— DOCUMENT SEGMENT —
The website and the geocoin are just adjuncts to the other things that have been happening. The biggest news by far is the new Forum that GarAr set up for Lethbridge geocachers, the timing was extraordinary. I was excited to see the article that Gary had managed to get written in the local Lethbridge paper. Having an article appear on the front page is awesome but I know I was nervous after seeing my name appear in our local paper here in a page three article covering our event cache. Promoting geocaching is the reason that GAS was formed, I purchased the geocachingalbertasouth domain last summer. I do have hopes that one day GAS will have the same type of structure that Owen Parker outlined for the Saskatchewan Geocachers. I started working on different approaches to promoting right away and I have been active, like GarAr, working on projects that promote geocaching.
GAS is operating in an area that has a rich historical geocaching landscape. At one time Medicine Hat had a tremendous number of geocaches compared to other Alberta cities. The Medicine Hat College (Home of the Rattlers) has programs which still take advantage of the geocaching landscape to help introduce students to concepts like GPS use, navigation, map reading, aerial photo interpretation, geography and ecotourism. The average Hatter knows someone who has geocached. Local geocaches placed by Ben Moffat back in 2001 are still active today and still receive student visits annually, it is sort of like the swallows and capistrano. This is a local phenomena that underscores how deeply engrained geocaching is in The GAS city, much more so than visitors realize. Somewhere around the same time that OFTH placed The Dickson Stevenson Stopping House cache Ben placed One Powerful Site and at that time I would wager that Medicine Hat had one of the highest per capita geocache counts of any city in Canada. With roughly fifty caches all over Alberta we had five of them here inside the GAS city.

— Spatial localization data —
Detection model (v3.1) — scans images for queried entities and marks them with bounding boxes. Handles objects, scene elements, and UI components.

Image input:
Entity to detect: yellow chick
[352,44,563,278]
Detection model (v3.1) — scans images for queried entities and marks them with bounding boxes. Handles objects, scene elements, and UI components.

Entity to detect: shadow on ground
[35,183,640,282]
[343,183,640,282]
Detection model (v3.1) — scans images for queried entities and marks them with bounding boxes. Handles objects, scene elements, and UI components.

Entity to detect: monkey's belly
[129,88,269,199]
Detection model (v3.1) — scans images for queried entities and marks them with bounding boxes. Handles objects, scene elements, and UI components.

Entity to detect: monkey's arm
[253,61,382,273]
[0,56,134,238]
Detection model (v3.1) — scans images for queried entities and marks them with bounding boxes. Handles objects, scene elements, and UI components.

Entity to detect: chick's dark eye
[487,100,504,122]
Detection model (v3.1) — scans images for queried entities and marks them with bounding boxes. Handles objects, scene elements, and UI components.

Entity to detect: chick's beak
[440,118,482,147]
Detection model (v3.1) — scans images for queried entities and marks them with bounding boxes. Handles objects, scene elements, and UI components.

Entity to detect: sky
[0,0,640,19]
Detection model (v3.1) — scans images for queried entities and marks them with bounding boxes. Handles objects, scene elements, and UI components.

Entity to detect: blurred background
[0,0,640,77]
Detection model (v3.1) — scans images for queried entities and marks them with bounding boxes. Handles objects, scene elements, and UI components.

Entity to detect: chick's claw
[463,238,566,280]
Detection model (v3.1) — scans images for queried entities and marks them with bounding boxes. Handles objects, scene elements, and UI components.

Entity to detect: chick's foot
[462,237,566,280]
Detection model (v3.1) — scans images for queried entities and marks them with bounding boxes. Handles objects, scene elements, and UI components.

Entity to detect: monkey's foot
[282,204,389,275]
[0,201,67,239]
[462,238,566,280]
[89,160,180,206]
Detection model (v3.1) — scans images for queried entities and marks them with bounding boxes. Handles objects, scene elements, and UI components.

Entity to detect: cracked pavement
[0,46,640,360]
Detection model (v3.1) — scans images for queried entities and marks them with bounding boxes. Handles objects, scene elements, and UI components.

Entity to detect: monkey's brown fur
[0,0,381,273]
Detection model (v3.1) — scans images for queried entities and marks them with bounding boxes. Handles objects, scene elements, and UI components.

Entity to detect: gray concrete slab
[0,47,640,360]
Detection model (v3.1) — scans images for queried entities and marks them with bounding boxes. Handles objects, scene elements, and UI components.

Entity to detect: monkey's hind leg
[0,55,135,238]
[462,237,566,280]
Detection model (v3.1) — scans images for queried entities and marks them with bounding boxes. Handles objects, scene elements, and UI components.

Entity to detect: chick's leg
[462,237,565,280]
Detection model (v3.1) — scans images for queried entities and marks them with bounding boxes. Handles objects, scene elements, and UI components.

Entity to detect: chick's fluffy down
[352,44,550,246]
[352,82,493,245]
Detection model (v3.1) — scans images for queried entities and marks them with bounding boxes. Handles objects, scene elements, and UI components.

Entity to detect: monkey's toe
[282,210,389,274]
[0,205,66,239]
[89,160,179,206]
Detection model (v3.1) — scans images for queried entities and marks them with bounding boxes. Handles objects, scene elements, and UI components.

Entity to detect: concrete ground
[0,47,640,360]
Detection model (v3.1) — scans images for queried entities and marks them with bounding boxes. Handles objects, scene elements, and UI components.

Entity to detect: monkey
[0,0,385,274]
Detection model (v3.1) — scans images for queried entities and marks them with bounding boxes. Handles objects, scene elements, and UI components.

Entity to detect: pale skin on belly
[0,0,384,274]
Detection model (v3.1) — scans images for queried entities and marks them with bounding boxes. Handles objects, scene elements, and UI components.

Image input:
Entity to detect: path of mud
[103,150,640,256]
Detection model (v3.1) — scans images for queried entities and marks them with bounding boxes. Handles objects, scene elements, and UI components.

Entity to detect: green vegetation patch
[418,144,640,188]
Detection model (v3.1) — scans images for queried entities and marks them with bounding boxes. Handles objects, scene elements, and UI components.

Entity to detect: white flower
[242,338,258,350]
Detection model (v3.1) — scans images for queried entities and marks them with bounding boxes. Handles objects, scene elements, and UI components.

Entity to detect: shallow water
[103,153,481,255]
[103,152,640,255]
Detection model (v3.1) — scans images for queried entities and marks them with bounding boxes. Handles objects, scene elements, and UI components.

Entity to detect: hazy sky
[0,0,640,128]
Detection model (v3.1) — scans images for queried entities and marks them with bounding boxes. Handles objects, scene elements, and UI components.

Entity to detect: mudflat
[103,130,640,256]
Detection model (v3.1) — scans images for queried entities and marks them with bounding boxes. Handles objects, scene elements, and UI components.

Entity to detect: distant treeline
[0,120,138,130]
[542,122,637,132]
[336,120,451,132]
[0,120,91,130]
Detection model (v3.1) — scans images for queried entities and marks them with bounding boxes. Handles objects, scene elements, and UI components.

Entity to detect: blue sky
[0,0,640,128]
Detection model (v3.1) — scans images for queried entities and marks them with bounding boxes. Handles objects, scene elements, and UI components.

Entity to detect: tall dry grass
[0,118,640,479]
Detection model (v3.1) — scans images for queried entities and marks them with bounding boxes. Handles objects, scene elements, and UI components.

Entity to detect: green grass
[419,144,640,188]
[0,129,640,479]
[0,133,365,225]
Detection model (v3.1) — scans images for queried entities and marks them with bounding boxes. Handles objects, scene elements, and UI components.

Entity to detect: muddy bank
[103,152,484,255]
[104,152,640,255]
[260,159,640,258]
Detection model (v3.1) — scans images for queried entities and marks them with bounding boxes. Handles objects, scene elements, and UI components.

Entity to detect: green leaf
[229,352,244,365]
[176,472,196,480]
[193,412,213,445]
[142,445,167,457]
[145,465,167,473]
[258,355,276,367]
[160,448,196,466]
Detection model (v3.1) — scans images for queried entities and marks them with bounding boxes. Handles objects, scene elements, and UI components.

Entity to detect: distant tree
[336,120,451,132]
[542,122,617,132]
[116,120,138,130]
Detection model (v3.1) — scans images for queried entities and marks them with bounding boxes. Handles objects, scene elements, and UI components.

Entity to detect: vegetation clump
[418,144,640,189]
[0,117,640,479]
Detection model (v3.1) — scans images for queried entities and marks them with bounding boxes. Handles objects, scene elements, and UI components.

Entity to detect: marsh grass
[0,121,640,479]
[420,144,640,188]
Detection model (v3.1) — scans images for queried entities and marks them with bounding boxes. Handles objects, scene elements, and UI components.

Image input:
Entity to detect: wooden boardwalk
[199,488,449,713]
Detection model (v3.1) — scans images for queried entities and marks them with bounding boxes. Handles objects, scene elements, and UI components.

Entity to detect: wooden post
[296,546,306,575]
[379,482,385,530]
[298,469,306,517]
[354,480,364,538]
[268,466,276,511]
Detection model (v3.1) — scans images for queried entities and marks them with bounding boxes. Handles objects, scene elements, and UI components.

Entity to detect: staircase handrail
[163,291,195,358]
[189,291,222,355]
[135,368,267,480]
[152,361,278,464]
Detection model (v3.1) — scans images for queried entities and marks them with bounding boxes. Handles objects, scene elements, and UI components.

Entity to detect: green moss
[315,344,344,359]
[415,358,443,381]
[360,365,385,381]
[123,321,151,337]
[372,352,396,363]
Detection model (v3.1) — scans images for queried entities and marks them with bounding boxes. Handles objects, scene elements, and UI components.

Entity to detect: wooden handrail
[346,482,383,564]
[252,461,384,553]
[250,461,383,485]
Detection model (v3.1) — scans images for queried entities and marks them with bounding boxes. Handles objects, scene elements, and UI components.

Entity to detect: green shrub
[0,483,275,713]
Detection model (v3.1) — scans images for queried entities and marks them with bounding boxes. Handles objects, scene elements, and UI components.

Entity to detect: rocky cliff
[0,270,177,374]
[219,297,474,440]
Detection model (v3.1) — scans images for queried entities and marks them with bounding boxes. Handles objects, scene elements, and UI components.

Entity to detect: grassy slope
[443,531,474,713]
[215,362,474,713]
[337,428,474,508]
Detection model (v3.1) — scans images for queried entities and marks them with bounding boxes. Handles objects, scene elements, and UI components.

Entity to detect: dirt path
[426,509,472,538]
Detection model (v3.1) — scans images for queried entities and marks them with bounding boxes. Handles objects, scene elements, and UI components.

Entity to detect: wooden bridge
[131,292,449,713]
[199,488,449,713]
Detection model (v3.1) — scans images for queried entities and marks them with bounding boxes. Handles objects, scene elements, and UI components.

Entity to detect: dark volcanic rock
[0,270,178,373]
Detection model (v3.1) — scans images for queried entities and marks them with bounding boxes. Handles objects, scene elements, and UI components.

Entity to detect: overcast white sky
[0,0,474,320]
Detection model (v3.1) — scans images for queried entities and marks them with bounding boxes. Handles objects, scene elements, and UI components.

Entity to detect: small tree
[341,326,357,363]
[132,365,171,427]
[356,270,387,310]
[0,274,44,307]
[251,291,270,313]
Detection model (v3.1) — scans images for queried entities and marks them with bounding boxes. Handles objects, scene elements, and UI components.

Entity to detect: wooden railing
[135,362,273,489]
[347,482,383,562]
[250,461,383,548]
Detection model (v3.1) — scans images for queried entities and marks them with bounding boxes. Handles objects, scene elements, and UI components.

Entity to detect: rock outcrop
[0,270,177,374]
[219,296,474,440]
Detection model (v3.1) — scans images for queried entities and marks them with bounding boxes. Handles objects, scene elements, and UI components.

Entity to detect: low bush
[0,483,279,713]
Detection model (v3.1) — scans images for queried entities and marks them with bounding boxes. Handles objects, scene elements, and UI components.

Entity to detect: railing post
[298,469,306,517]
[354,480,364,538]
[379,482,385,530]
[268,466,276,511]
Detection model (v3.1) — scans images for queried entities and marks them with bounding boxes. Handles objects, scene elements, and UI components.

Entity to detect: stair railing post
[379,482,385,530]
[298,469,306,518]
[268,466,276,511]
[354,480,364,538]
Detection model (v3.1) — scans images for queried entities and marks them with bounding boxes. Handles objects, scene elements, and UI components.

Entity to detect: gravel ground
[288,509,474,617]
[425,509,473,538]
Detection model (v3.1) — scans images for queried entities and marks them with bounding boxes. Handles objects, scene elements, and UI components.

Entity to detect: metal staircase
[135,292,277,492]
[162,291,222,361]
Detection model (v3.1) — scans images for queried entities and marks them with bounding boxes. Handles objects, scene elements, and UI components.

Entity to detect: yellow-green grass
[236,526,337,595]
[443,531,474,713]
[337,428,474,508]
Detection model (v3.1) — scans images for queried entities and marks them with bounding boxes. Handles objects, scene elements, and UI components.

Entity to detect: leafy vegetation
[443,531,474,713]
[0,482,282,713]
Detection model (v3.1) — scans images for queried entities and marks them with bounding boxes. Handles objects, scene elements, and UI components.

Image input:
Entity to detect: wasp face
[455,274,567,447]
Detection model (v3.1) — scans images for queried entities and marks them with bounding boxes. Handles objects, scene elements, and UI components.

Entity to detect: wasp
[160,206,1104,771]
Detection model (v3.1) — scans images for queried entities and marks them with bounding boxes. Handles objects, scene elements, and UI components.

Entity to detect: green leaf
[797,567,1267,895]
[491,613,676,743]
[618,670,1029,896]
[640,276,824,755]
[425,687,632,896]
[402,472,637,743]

— TASKS TO CARRY OUT —
1 – Extract the portion of the geocaching text between "The website and" and "that promote geocaching.", inclusive.
2 – In the geocaching text, how many of the roughly fifty caches all over Alberta were inside the GAS city?

— PER-TASK ANSWERS —
1 –
The website and the geocoin are just adjuncts to the other things that have been happening. The biggest news by far is the new Forum that GarAr set up for Lethbridge geocachers, the timing was extraordinary. I was excited to see the article that Gary had managed to get written in the local Lethbridge paper. Having an article appear on the front page is awesome but I know I was nervous after seeing my name appear in our local paper here in a page three article covering our event cache. Promoting geocaching is the reason that GAS was formed, I purchased the geocachingalbertasouth domain last summer. I do have hopes that one day GAS will have the same type of structure that Owen Parker outlined for the Saskatchewan Geocachers. I started working on different approaches to promoting right away and I have been active, like GarAr, working on projects that promote geocaching.

2 – Five